Materials provided.

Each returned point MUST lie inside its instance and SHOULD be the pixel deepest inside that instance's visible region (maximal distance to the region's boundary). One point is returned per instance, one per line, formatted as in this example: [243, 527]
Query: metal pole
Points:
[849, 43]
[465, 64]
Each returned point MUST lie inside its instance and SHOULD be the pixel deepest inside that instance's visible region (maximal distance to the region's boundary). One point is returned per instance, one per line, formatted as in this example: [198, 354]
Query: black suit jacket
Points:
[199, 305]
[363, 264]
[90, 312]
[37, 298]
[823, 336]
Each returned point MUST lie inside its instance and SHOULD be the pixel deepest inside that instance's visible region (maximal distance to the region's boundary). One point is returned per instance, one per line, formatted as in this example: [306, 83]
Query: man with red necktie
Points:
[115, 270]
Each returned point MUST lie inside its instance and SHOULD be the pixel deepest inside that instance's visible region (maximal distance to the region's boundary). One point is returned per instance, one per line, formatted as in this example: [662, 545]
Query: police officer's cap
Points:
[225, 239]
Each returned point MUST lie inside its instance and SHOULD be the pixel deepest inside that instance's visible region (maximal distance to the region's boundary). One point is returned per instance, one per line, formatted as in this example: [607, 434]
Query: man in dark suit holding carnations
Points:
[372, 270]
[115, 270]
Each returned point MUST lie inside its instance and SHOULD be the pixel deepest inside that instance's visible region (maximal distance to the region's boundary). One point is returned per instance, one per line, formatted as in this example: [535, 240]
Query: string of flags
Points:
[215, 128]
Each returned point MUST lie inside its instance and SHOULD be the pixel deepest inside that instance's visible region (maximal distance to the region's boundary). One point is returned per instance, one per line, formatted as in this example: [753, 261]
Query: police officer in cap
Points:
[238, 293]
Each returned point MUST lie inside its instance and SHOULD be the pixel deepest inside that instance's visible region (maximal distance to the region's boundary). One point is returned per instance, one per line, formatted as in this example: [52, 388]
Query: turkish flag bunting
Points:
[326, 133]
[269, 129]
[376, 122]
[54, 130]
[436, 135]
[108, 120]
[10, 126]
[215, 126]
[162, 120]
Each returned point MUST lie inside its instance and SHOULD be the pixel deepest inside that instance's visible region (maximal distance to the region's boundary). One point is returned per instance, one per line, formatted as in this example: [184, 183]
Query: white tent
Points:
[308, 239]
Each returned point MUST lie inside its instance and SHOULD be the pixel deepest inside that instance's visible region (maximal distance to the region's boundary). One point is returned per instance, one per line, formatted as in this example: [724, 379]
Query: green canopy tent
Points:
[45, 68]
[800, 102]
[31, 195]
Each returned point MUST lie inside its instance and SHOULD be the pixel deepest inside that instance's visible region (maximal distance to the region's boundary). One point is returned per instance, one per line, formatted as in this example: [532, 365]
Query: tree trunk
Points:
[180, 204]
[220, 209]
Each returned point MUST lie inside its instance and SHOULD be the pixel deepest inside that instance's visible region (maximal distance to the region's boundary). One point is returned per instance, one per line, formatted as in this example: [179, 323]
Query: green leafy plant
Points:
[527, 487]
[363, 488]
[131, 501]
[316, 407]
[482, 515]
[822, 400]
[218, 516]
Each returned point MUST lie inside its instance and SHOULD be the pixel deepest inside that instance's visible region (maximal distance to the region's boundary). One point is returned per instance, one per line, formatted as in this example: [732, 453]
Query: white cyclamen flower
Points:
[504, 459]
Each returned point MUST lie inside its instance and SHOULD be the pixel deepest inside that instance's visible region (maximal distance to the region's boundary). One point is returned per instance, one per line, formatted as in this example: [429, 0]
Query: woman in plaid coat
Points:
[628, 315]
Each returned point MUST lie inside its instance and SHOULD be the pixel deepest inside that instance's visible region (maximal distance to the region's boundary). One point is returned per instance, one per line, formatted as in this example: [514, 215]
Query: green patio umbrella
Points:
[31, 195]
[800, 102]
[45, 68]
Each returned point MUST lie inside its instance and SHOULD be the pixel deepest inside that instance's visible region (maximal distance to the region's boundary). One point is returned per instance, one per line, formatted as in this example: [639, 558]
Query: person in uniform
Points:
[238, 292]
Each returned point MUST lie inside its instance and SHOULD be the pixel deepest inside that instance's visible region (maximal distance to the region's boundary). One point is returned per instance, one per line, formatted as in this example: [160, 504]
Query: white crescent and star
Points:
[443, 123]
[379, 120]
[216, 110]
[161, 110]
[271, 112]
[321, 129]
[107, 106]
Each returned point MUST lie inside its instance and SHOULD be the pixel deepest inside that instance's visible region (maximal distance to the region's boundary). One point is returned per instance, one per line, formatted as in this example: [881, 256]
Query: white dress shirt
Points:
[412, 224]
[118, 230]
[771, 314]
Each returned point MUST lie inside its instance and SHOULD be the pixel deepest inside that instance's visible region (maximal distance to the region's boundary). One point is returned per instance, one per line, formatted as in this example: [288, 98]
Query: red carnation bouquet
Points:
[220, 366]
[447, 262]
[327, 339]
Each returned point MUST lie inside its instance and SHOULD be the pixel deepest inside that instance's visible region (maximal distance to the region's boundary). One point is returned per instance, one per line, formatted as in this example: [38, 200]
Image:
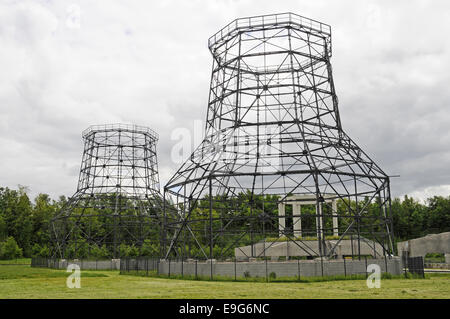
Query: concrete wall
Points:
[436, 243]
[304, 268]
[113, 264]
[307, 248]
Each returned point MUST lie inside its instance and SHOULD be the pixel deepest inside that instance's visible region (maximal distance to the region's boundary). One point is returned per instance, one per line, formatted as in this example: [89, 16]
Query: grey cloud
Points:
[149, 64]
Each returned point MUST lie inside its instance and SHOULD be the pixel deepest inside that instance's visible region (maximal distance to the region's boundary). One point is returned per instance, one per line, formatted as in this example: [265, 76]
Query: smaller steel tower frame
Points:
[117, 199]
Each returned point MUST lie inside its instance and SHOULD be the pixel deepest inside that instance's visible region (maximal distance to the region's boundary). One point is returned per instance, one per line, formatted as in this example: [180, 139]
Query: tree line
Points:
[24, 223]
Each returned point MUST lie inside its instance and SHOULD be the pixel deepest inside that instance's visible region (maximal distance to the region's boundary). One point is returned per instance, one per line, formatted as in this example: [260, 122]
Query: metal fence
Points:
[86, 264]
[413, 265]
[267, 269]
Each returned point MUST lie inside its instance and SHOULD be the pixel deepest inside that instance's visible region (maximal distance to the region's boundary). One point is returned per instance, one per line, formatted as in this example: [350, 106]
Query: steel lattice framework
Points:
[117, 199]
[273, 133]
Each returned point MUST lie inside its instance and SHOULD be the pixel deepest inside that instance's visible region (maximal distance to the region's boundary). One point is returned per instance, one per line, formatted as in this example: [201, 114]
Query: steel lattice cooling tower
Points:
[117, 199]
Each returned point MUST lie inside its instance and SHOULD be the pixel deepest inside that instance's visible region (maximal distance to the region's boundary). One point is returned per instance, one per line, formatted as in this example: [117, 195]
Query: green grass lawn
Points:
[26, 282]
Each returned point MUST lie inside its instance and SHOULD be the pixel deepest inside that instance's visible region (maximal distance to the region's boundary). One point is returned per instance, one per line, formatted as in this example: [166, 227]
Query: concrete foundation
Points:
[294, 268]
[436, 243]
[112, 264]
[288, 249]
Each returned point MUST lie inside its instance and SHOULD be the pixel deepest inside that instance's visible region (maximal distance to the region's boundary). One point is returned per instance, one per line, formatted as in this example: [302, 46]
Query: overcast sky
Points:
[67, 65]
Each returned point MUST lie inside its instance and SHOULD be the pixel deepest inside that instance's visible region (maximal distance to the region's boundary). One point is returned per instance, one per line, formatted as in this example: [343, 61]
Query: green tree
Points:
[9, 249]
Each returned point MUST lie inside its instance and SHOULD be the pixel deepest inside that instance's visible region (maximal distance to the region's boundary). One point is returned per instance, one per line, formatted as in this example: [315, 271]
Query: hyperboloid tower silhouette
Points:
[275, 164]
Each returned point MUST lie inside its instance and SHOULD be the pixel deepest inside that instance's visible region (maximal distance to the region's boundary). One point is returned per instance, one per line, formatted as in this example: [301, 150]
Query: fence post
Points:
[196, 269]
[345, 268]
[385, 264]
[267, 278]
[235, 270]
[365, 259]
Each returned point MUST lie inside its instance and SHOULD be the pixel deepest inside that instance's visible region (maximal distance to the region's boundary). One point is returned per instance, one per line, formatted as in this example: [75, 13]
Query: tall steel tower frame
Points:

Problem to solve.
Return, from the material above, every line with the word "lattice".

Reply.
Query: steel lattice framework
Query: steel lattice cooling tower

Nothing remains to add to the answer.